This is the first in a series of articles, the purpose of which is to bring to readers’ attention the work of Paul Vitz¹. I hope that these will be an important contribution to the debate between religion and atheism, especially for those unfamiliar with his work. It is also a follow-up to my recent articles The Decline of Humanism, and The ‘Enlightenment’ — Where It Has Taken Us. My overall theme has been the modern trend towards atheism, and in the second of these articles I suggested that the prominent atheist intellectuals mentioned would benefit from psychotherapy in order to explore the source of their obvious severe depression. Vitz offers that therapy, although it was of course never asked for.

Paul Vitz

He is an American Psychology Professor who has written two books relevant to my theme: Sigmund Freud’s Christian Unconscious² and Faith of the Fatherless, the Psychology of Atheism³. They were published in 1988 and 1999, but it will suit my purposes to consider them in reverse order, since the second one deals in general terms with the issue. The first is a biography of Freud and a detailed critique of his atheism, which will be considered separately.

In his preface Vitz notes that the presumption of atheism has become typical of modern life, and that this has been a very recent development: “Atheism… has been a central assumption of many modern ideologies and intellectual movements — communism, socialism, much of modern philosophy, most of contemporary psychology, and materialistic science” (Pxiii).

Data items:
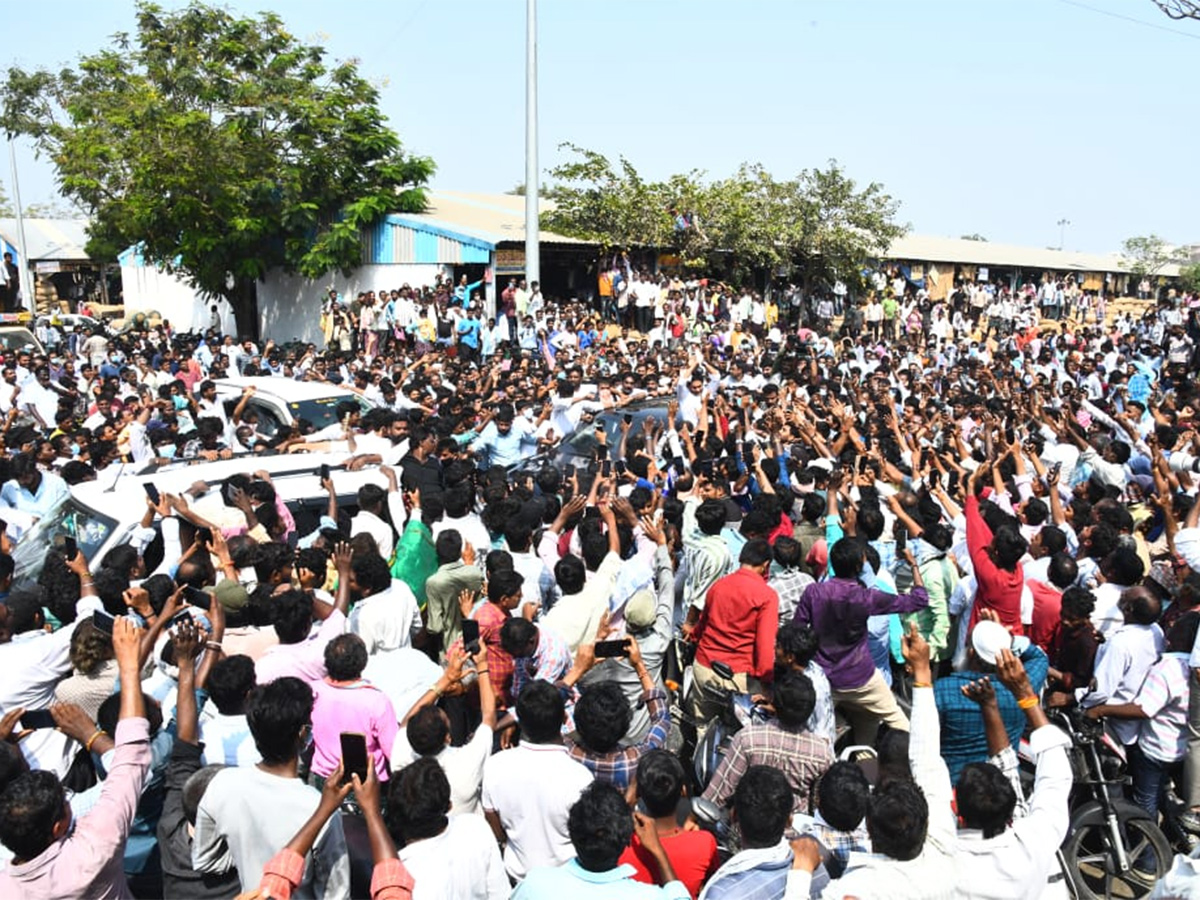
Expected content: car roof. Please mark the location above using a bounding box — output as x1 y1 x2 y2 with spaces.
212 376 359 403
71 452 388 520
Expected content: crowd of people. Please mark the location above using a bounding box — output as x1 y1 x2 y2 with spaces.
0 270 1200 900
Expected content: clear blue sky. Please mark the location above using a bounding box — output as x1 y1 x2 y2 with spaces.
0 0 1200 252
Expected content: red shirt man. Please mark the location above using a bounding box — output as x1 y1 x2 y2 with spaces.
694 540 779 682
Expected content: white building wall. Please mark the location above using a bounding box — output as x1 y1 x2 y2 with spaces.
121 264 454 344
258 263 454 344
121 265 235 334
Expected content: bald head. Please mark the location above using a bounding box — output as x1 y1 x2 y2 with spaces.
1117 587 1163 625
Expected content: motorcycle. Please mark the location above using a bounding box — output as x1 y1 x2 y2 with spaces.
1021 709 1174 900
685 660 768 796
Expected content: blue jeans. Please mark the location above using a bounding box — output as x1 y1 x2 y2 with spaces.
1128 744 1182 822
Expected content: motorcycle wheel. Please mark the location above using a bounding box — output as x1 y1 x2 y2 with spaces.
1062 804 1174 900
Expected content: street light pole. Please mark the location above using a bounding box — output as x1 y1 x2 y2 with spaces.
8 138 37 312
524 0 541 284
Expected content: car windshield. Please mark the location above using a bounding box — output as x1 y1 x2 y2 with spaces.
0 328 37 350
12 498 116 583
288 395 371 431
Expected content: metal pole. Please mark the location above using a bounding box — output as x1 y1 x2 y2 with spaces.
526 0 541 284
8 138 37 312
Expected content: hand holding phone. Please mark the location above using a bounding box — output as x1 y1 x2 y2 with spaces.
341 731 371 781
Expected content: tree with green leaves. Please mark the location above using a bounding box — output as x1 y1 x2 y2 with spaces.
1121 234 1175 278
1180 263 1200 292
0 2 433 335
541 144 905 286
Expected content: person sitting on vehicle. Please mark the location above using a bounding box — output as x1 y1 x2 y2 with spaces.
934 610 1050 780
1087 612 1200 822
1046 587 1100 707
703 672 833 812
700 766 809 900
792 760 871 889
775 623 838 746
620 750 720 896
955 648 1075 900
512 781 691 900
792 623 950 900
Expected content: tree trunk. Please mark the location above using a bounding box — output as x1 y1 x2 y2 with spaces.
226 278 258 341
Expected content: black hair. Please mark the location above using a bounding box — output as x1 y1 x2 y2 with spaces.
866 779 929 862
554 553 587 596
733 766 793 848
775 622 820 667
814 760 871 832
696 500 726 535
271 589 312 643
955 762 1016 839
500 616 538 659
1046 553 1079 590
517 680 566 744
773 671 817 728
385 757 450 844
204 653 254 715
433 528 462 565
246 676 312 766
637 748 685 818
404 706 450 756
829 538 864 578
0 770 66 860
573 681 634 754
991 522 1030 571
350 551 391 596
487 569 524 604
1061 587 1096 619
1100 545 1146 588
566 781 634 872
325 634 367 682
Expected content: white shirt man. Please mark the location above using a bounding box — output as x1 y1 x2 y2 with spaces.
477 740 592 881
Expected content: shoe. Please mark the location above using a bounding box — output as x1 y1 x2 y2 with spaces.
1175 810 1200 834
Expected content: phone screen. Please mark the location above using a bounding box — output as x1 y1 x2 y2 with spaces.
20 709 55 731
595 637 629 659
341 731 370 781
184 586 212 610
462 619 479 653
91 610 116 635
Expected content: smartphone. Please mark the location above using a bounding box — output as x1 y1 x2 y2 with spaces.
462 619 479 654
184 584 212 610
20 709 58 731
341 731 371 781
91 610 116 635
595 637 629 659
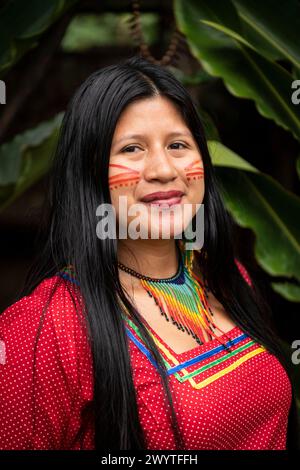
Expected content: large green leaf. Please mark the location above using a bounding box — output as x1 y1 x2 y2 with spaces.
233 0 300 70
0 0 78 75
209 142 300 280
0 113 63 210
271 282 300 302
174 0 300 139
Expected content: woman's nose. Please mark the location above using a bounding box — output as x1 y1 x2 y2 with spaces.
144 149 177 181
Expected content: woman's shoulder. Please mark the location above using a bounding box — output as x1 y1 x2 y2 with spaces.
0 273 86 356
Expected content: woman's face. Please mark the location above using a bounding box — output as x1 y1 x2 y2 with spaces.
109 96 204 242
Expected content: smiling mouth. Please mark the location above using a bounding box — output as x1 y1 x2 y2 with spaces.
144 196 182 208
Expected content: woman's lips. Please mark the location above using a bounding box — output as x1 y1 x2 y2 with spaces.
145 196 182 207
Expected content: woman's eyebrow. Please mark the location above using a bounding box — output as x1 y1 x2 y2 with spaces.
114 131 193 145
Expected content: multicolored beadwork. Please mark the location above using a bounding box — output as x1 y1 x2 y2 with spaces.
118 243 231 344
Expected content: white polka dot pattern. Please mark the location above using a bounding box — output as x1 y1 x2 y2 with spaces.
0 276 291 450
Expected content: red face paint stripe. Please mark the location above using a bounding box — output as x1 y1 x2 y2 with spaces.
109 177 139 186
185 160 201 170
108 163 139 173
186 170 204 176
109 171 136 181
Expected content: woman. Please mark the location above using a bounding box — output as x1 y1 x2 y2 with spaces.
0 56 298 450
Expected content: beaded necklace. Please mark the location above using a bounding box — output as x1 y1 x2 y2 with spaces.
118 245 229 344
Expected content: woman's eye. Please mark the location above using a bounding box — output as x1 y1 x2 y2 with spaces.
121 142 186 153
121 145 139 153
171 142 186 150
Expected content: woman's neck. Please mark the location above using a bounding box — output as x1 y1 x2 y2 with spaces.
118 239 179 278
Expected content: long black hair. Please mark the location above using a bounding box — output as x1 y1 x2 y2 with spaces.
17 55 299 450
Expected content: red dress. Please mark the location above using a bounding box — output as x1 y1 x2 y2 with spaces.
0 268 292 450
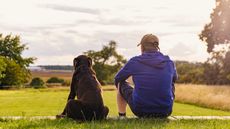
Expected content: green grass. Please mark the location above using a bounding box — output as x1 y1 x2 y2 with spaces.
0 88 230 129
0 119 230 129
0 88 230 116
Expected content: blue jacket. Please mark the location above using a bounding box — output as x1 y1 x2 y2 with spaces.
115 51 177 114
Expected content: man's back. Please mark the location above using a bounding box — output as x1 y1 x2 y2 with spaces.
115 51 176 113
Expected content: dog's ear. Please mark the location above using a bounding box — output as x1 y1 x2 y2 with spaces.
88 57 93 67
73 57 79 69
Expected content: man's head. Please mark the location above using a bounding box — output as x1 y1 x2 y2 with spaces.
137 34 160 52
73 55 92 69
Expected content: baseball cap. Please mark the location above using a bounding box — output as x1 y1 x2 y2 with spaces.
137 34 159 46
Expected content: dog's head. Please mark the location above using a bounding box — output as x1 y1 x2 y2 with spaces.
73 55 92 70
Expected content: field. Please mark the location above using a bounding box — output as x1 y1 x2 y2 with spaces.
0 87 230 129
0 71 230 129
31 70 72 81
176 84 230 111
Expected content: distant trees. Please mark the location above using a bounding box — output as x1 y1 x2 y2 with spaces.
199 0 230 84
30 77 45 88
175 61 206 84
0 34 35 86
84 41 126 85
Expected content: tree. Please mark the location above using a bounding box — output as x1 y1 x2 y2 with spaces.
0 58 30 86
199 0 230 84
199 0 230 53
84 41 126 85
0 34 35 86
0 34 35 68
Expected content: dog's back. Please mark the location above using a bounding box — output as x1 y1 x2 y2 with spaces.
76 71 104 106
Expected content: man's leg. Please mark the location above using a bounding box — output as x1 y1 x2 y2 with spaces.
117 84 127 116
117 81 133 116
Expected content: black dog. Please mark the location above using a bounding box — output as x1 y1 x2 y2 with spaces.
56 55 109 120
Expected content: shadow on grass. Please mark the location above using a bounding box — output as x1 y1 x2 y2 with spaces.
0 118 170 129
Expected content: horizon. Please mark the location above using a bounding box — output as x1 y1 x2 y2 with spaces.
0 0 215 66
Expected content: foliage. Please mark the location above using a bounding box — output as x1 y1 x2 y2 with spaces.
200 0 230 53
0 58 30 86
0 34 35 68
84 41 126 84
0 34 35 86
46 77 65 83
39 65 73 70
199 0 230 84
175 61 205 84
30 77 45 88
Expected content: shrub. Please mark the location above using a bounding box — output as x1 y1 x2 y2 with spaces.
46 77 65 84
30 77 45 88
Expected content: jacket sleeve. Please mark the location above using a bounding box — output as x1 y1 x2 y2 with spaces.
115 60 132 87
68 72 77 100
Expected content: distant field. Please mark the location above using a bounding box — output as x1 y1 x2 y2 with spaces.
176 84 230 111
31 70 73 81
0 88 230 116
...
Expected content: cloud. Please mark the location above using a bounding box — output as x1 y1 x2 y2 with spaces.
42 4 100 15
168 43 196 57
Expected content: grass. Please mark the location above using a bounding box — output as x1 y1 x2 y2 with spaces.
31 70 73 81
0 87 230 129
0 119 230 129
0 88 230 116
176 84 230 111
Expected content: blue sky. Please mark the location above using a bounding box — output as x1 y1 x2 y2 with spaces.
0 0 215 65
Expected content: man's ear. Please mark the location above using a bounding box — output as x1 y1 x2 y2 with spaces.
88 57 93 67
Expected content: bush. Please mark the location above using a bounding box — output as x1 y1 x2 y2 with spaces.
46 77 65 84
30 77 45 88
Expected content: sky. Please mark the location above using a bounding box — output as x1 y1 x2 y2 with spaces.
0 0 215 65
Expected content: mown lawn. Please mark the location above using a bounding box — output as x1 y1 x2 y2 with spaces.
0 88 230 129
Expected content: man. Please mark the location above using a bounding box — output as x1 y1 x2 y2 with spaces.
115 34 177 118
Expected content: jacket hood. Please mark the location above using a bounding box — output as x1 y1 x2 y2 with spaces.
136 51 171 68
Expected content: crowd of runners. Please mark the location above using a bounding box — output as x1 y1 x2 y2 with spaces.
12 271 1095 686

WHAT NEEDS TO BE DONE
In the excerpt on Paul Vitz, list every ideology or intellectual movement that the quotation from his preface names as having atheism as a central assumption.

ANSWER AREA
- communism
- socialism
- much of modern philosophy
- most of contemporary psychology
- materialistic science